Data excerpts
- - -

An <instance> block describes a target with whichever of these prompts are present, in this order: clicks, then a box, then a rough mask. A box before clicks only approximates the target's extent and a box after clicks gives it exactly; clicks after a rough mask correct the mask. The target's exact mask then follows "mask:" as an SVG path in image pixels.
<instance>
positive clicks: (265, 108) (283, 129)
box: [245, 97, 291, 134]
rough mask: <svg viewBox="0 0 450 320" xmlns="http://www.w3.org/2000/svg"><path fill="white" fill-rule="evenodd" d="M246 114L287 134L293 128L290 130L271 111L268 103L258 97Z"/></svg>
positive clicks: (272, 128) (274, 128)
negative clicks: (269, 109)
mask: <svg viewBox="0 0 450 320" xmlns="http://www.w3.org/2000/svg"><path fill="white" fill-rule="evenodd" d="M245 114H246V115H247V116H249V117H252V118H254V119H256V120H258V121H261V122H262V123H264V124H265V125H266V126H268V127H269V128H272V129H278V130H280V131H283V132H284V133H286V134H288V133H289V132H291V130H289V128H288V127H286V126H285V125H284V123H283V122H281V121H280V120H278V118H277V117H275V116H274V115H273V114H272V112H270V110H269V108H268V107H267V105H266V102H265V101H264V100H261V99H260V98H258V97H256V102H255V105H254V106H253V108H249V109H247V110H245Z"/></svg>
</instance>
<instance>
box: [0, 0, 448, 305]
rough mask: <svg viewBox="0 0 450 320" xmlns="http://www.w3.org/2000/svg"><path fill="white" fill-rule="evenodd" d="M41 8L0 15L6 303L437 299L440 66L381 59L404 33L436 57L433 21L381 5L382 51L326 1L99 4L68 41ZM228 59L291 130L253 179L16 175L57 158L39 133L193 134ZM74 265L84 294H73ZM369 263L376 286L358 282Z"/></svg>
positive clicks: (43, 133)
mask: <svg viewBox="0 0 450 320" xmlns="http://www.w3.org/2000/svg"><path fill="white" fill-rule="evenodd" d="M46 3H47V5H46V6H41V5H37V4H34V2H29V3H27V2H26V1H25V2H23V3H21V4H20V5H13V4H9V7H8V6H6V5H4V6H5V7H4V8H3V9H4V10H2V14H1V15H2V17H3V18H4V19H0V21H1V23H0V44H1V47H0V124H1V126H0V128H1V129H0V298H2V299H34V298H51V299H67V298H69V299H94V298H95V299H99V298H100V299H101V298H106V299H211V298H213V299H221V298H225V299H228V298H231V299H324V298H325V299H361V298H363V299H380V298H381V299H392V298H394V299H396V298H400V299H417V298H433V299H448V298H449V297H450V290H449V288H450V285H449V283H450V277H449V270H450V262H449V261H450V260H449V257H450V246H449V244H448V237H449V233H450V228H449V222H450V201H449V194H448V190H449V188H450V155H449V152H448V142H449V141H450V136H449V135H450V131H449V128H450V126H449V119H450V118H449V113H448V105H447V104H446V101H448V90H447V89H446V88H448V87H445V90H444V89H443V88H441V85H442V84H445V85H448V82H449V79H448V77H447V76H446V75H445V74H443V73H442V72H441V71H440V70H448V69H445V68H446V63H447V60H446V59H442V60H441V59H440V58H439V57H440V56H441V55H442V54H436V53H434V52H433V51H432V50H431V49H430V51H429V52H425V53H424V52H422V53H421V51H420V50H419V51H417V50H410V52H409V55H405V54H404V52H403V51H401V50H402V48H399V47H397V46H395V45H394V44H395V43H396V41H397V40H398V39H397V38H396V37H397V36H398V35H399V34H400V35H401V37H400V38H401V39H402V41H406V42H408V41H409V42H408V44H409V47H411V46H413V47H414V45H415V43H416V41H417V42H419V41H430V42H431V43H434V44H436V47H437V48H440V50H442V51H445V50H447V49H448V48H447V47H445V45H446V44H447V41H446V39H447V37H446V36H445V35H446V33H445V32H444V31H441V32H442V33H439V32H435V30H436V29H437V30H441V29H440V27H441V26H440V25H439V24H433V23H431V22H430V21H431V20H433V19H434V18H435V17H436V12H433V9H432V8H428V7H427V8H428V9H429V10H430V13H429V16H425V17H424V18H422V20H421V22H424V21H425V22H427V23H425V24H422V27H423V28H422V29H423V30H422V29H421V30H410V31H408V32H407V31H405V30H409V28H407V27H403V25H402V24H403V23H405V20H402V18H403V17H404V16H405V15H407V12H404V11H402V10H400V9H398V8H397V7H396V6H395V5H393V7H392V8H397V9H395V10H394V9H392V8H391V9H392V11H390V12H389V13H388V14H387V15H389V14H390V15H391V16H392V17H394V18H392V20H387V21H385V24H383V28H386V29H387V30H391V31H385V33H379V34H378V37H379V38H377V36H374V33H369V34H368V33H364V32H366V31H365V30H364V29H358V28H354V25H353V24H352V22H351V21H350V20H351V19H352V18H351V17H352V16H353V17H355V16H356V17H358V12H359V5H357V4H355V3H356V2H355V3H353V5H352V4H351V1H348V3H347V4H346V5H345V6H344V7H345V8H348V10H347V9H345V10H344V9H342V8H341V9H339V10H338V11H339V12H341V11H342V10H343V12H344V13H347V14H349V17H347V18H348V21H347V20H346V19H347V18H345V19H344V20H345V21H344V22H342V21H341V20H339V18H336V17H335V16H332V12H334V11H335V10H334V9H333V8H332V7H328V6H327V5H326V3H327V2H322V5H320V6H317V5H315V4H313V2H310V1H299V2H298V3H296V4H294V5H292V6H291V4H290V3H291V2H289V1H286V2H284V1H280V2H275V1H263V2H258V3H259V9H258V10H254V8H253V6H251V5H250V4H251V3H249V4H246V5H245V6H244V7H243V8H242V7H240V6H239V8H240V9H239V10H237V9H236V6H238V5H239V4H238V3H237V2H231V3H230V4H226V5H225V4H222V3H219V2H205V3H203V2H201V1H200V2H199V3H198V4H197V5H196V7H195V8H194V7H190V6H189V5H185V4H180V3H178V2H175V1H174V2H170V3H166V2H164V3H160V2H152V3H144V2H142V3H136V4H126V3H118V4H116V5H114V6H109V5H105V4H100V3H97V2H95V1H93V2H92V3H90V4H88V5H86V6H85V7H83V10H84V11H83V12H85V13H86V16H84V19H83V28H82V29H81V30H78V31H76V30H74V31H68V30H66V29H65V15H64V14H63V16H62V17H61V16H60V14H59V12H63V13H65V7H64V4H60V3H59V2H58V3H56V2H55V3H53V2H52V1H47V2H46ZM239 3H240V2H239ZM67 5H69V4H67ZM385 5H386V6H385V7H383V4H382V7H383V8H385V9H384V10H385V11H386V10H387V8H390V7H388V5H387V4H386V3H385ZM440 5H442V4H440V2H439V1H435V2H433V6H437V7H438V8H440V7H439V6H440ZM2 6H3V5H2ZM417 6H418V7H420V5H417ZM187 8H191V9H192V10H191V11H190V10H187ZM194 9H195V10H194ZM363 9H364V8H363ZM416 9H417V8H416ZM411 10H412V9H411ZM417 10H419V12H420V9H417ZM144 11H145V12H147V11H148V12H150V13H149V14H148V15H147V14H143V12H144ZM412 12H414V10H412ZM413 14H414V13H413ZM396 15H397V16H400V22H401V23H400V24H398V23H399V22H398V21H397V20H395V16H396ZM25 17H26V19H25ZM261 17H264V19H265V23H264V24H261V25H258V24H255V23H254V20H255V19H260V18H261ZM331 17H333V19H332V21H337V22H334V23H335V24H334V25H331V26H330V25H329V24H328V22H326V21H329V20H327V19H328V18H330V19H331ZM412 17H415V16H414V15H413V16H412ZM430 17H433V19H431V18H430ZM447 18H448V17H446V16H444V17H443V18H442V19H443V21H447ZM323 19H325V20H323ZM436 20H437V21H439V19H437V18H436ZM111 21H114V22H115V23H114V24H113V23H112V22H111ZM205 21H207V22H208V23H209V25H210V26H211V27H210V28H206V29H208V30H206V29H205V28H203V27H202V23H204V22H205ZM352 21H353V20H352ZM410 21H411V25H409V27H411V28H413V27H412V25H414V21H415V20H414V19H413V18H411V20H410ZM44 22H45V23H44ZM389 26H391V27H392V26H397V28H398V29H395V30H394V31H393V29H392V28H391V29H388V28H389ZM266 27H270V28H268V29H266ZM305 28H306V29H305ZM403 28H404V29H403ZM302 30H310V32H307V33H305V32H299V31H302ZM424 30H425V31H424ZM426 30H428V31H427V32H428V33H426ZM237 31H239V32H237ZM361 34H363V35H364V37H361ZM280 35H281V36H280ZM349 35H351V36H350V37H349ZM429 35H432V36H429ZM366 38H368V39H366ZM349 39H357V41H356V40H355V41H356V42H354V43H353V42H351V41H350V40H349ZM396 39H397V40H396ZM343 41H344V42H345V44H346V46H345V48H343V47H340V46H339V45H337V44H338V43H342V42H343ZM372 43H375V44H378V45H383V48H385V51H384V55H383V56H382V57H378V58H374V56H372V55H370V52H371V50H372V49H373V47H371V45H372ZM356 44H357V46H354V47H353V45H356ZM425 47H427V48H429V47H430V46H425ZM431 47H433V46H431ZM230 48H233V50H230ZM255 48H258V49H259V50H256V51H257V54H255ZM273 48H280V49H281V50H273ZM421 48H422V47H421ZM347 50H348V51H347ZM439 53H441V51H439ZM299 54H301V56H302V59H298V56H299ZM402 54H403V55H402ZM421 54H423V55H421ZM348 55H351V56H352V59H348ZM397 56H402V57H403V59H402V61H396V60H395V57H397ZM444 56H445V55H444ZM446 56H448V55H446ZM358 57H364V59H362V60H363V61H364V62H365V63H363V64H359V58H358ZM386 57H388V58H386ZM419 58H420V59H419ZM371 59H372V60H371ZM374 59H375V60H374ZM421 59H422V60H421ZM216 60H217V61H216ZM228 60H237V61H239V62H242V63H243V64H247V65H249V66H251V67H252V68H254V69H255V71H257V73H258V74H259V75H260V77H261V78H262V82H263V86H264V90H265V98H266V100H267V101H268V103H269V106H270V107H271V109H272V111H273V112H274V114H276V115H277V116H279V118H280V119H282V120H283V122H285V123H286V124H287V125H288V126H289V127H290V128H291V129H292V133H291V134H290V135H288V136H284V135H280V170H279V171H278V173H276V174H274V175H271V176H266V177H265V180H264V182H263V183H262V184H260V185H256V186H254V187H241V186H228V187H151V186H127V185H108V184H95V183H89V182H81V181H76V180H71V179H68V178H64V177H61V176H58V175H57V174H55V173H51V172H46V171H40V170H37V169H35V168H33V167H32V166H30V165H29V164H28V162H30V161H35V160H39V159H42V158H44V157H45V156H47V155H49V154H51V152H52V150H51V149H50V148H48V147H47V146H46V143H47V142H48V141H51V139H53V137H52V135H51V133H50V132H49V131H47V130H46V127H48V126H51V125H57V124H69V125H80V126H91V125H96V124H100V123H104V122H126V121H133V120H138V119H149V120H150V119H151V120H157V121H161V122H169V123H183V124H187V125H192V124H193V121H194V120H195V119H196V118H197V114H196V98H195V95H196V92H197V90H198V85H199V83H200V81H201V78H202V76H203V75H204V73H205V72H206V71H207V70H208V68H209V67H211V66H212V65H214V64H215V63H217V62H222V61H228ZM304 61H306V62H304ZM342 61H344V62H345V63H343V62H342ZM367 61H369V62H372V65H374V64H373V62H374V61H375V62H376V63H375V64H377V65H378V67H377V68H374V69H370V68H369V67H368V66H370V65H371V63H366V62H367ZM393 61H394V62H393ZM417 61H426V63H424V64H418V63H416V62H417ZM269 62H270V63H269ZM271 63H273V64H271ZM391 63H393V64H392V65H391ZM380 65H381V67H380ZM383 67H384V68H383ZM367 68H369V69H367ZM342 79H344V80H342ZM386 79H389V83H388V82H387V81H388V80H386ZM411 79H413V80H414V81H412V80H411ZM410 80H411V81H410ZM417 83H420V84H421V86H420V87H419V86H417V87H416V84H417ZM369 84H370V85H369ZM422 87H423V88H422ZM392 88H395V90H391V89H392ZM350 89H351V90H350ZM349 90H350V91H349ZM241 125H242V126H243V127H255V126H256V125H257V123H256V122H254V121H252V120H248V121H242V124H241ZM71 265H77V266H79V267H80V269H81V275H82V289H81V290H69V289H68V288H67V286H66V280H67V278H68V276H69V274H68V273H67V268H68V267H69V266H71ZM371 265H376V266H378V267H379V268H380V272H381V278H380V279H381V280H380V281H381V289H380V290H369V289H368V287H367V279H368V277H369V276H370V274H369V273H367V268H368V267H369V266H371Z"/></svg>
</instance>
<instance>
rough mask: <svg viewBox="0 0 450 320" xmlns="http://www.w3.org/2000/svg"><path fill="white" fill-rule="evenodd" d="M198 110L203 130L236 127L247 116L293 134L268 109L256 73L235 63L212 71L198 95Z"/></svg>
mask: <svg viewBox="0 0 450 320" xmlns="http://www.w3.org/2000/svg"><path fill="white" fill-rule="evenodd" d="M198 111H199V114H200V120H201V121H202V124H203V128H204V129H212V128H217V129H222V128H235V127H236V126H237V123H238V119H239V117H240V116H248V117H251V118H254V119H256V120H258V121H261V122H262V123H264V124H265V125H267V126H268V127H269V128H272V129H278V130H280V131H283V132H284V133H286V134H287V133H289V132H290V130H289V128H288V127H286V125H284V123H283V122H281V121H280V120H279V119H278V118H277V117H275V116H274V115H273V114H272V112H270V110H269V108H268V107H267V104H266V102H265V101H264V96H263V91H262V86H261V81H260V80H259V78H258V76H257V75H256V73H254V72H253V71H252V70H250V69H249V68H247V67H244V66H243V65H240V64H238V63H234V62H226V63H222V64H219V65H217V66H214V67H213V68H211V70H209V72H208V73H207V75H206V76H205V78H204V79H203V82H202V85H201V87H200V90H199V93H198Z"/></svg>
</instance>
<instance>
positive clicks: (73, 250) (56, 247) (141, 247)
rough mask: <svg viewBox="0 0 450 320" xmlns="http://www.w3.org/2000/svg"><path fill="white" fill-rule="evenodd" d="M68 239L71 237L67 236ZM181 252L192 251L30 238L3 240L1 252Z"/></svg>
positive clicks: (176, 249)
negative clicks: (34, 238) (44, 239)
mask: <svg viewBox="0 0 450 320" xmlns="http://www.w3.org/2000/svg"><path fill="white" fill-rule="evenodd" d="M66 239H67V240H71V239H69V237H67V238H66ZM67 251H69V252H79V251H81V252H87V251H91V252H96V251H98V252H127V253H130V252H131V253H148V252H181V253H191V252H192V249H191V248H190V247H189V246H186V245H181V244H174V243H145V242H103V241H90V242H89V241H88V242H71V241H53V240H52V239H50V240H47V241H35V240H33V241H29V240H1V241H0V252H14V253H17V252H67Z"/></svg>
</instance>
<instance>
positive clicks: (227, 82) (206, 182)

- - -

__What the task asks__:
Only the lines from the first line of the records through the line containing "8L0 15L6 303L437" should be repeated, exactly as they appear.

__Written answer__:
An <instance> block describes a target with whichever of these prompts are present, in this order: clicks, then a box, then a rough mask. A box before clicks only approximates the target's extent and a box after clicks gives it exactly; clicks after a rough mask correct the mask. The target's exact mask then follows "mask:" as an SVG path in image pixels.
<instance>
positive clicks: (265, 108) (283, 129)
box: [245, 97, 291, 134]
rough mask: <svg viewBox="0 0 450 320" xmlns="http://www.w3.org/2000/svg"><path fill="white" fill-rule="evenodd" d="M246 114L287 134L293 128L290 130L271 111L268 103L258 97Z"/></svg>
positive clicks: (272, 128) (274, 128)
negative clicks: (269, 109)
mask: <svg viewBox="0 0 450 320" xmlns="http://www.w3.org/2000/svg"><path fill="white" fill-rule="evenodd" d="M245 114H246V115H247V116H249V117H252V118H254V119H256V120H258V121H261V122H262V123H264V124H265V125H266V126H268V127H269V128H272V129H278V130H280V131H283V132H284V133H286V134H288V133H289V132H291V130H289V128H288V127H286V126H285V125H284V123H283V122H281V121H280V120H278V118H277V117H275V116H274V115H273V114H272V112H270V110H269V108H268V107H267V105H266V102H265V101H264V100H261V99H260V98H258V97H256V102H255V105H254V106H253V108H249V109H247V110H245Z"/></svg>
</instance>
<instance>
box: [0, 0, 448, 305]
rough mask: <svg viewBox="0 0 450 320" xmlns="http://www.w3.org/2000/svg"><path fill="white" fill-rule="evenodd" d="M41 8L0 15L6 303L437 299L440 66L381 59L404 33L436 57L433 21L381 5L382 51L326 1L99 4L68 41ZM228 59L291 130L253 179L16 175L57 158L39 133L193 134ZM74 265L84 294H73ZM369 263L376 286L358 282Z"/></svg>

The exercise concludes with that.